In an attempt to understand what extreme conditions living organisms can endure and thrive in, scientists at NASA's Jet Propulsion Laboratory in Pasadena, California, are studying a mysterious ecosystem in the Caribbean, where deep water shrimps that are piled on top of each other crawl around rock chimneys that spew hot water.
This study could pave way to comprehending what life would be like on other planetary bodies in the solar system, like the Jupiter's moon Europa, which is icy and has an ocean on the subsurface.
The tiny shrimps, named Rimicaris hybisae, live in clumps 7,500 feet underwater, in hydrothermal vents where light does not reach and temperature can reach up to a scorching 400 degree Celsius, although just an inch upwards and the water is cool enough to support the shrimps.
The bacteria that live inside their mouths and evolved gill covers produce organic matter that becomes the food for the shrimps, a report titled "Extreme Shrimp May Hold Clues to Alien Life" explains.
"The overall objective of our research is to see how much life or biomass can be supported by the chemical energy of the hot submarine springs," Max Coleman, senior research scientist at JPL relates. He further elucidates on why it is important to study microbial organisms. "For two-thirds of the Earth's history, life has existed only as microbial life... On Europa, the best chance for life would be microbial."
It is further revealed that the bacteria that live inside the shrimps survive the extreme environment due to a process called chemosynthesis, wherein an organism gets energy from chemical reactions, in the absence of sunlight. Here the bacteria use hydrogen sulfide, which is found in abundance at the hydrothermal vents to make the organic matter, which becomes food for the shrimps.
However, the intake of hydrogen sulfide is trickier than one imagines, as high concentrations of the chemical can prove fatal to most organisms including shrimps. Nature has provided a solution for this: The shrimps place themselves on the border between sulphide-rich water and the normal oxygenated ocean water so that they and the bacteria can coexist in harmony.
"It's a remarkable symbiotic system," exclaims Coleman.
The research team led by Chris German at Woods Hole Oceanographic Institution in Massachusetts had discovered the vents in 2009 off the west coast of Cuba by picking up the chemical signals of their plumes of water in the ocean. Funded under NASA's Astrobiology Science and Technology for Exploring Planets Program, the research was conducted in collaboration with the Woods Hole Oceanographic Institution and Duke University.

### Dataset entries
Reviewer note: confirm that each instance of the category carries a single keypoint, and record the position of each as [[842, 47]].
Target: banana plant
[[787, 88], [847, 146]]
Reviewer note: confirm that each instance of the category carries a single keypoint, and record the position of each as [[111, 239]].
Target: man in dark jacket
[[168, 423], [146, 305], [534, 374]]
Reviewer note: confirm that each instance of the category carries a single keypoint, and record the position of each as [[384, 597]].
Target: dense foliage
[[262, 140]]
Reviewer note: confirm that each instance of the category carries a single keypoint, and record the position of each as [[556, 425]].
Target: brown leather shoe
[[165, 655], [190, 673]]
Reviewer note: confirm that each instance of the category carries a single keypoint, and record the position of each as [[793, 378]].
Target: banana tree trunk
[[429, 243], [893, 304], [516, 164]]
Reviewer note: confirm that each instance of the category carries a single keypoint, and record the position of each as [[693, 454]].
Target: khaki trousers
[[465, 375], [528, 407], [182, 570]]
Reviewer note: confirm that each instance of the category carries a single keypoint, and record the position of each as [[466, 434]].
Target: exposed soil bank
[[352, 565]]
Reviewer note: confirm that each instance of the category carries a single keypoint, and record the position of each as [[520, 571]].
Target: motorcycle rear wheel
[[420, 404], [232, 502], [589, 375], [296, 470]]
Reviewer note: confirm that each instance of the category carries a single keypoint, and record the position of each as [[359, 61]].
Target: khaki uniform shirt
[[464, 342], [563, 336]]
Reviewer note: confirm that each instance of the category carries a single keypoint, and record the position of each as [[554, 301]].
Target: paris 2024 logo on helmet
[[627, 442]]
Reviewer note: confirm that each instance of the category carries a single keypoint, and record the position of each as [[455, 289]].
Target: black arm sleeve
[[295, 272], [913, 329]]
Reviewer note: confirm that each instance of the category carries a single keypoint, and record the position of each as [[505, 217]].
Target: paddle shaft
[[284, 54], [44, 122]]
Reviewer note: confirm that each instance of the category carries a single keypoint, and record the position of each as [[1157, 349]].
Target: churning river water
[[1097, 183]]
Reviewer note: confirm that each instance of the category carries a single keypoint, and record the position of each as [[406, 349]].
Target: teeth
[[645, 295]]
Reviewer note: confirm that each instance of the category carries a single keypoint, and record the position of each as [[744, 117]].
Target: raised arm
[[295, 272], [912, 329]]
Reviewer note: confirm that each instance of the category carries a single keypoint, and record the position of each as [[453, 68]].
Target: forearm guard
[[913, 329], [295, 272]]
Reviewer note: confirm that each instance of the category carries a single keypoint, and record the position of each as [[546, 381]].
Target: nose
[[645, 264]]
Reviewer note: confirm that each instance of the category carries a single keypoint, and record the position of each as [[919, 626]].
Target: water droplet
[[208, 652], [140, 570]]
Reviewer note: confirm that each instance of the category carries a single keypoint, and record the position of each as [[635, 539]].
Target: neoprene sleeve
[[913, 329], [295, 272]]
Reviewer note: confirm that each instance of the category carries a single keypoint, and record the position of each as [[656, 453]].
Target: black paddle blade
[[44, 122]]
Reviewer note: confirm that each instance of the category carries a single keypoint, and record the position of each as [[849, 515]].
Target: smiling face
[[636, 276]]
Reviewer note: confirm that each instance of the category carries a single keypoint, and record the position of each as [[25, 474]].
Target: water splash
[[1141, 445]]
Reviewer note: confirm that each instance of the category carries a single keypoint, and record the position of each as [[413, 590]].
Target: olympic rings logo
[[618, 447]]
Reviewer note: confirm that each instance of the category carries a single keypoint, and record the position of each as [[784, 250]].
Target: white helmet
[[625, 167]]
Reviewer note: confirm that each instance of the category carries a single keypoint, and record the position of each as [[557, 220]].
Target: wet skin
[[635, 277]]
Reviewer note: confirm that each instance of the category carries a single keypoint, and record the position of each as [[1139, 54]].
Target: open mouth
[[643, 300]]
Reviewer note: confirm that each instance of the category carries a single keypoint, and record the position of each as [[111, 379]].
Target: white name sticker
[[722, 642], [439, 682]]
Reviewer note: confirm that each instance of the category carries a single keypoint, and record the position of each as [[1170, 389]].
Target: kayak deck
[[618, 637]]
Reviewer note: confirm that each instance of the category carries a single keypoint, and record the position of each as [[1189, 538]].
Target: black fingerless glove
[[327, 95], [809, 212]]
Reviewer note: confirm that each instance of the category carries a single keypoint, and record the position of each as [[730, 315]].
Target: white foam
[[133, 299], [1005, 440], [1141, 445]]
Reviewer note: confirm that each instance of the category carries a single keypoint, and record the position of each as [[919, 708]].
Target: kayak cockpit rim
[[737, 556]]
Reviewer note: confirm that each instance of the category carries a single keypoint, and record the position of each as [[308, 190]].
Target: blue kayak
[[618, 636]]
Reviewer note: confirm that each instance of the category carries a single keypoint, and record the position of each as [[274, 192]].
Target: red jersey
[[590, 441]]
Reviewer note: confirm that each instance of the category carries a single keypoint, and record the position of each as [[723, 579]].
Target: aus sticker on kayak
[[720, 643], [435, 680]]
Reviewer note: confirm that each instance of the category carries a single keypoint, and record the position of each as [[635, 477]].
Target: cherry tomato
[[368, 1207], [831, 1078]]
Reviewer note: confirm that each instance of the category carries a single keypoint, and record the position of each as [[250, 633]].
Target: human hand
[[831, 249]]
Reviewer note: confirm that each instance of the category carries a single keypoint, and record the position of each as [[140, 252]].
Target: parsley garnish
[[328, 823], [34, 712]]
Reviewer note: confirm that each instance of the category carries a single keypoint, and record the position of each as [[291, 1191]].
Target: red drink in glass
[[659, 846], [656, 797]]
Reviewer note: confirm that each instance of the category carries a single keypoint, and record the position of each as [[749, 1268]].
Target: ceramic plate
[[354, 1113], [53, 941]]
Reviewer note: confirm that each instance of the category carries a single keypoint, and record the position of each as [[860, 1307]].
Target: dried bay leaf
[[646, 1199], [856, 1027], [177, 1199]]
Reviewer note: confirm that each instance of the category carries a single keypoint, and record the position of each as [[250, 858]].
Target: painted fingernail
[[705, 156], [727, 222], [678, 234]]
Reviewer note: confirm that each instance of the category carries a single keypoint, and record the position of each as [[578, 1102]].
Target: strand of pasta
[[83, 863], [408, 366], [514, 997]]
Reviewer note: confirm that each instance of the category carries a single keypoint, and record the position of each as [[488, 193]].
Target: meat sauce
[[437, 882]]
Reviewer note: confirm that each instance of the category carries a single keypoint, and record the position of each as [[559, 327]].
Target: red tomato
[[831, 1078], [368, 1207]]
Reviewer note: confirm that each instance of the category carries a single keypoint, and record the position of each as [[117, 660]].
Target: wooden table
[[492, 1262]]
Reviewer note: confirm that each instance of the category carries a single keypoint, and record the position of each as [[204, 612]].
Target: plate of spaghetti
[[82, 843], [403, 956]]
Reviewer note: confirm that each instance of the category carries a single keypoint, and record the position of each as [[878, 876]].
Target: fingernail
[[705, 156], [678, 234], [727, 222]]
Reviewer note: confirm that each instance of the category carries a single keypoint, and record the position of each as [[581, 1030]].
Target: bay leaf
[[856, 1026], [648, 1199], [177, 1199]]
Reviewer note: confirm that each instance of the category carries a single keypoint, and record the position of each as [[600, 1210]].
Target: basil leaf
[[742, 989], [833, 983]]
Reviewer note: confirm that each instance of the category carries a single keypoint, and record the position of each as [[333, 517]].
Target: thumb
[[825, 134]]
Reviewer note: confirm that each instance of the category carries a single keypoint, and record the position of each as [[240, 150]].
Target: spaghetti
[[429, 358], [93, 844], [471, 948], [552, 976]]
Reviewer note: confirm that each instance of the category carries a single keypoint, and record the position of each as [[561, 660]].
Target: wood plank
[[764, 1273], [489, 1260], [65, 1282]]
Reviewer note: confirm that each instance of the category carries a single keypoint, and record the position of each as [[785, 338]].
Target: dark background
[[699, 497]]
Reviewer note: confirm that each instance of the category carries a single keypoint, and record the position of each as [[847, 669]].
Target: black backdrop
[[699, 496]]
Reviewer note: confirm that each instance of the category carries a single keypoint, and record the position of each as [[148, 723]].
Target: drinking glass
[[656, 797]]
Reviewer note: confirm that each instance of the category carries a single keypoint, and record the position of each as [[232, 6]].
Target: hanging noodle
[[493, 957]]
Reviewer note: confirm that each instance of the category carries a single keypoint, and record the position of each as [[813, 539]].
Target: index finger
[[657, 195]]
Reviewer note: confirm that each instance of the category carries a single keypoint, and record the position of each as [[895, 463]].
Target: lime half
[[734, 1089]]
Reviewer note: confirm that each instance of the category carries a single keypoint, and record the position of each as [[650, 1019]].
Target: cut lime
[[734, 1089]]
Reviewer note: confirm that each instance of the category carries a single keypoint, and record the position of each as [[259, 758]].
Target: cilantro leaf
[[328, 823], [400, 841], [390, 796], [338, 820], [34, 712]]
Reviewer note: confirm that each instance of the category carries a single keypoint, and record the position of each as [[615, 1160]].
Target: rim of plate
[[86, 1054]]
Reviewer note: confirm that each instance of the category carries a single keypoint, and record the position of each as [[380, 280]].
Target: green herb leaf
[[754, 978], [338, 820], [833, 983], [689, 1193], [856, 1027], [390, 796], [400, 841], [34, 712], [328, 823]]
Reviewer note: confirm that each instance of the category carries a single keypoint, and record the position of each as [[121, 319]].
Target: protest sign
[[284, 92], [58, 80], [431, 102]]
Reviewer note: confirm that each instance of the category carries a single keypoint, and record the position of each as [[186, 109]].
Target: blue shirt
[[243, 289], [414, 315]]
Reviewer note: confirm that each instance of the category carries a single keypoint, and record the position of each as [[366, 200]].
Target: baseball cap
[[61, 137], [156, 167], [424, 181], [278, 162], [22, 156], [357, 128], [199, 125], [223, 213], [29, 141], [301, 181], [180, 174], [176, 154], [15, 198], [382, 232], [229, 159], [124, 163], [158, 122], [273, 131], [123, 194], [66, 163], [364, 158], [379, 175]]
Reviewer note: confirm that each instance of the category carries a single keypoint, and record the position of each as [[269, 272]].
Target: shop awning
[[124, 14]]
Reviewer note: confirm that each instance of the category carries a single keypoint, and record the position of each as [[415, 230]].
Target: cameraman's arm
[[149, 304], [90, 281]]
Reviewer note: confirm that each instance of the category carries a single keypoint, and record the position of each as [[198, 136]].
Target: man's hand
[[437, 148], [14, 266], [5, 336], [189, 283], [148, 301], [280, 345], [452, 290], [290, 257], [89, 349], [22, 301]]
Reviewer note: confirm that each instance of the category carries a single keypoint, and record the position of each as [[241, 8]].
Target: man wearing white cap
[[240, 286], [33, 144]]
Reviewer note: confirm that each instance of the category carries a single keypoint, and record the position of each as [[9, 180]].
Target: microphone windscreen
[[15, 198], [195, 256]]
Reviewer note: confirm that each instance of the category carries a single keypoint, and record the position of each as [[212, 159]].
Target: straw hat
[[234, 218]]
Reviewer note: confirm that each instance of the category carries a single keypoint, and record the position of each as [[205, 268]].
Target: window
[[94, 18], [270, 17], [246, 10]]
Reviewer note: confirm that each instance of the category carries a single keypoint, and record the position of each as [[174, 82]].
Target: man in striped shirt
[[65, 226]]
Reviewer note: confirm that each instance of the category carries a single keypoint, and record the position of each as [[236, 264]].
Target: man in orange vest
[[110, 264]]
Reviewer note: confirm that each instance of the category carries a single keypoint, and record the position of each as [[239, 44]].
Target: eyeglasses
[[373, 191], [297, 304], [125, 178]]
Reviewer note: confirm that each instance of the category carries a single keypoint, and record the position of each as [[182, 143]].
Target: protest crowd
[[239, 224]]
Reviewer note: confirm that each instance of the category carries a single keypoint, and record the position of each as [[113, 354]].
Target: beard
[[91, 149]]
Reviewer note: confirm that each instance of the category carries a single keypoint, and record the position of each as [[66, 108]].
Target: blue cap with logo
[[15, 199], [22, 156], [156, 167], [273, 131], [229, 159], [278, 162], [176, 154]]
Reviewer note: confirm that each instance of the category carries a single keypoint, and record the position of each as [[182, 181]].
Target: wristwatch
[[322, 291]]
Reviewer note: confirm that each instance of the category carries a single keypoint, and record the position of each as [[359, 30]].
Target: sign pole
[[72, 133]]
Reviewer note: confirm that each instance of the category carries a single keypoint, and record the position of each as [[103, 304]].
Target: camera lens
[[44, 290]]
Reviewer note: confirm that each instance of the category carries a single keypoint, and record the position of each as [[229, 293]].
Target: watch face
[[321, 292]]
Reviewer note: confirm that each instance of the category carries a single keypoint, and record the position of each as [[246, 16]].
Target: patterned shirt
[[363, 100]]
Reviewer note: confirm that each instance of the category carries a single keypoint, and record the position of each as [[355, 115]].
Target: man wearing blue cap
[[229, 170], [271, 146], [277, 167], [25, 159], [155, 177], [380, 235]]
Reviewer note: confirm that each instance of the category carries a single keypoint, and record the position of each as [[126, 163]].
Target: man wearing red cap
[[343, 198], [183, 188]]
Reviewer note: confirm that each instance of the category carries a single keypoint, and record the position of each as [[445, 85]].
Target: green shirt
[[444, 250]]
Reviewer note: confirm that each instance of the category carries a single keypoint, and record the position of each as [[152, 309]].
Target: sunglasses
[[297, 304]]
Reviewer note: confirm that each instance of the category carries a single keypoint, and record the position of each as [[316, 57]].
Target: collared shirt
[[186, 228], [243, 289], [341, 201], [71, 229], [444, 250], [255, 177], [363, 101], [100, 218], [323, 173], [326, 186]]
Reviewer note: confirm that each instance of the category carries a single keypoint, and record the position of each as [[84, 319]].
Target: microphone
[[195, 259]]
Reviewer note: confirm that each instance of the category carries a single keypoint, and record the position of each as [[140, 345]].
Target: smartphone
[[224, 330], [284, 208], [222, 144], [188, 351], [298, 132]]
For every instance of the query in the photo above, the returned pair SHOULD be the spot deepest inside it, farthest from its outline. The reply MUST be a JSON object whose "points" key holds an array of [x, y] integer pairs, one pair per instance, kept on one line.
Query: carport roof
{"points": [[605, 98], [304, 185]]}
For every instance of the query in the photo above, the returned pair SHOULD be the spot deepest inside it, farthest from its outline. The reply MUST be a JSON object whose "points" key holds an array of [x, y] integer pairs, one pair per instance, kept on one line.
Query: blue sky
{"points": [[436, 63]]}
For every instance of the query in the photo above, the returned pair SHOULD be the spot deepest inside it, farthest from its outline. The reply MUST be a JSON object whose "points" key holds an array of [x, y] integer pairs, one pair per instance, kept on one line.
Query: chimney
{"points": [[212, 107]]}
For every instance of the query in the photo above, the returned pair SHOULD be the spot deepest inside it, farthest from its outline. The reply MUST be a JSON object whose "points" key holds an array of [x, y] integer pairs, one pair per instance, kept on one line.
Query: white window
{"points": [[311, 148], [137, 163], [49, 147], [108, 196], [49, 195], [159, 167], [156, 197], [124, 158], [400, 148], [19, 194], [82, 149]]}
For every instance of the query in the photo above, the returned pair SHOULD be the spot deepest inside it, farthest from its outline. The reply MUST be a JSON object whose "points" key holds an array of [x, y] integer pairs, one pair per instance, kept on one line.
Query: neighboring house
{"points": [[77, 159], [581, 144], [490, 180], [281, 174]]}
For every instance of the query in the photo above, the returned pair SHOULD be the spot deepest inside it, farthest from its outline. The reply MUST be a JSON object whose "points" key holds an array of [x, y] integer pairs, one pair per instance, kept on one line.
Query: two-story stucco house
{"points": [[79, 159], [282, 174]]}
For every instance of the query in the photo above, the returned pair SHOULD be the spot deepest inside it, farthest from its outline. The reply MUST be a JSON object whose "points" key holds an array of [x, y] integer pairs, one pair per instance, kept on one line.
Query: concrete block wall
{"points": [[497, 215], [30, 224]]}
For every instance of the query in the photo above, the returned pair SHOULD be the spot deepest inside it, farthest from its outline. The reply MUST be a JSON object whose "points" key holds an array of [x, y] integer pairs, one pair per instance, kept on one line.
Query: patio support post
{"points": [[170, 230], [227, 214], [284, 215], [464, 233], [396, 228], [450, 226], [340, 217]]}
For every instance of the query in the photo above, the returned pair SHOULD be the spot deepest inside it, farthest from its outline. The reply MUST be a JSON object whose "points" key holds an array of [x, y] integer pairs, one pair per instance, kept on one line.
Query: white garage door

### Problems and tasks
#1 List every measurement that the shrimp article gives with a unit of length or temperature.
#2 Copy the part of the shrimp article between "This study could" and "on the subsurface.", inclusive.

### Expected results
#1 7,500 feet; 400 degree Celsius; an inch

#2
This study could pave way to comprehending what life would be like on other planetary bodies in the solar system, like the Jupiter's moon Europa, which is icy and has an ocean on the subsurface.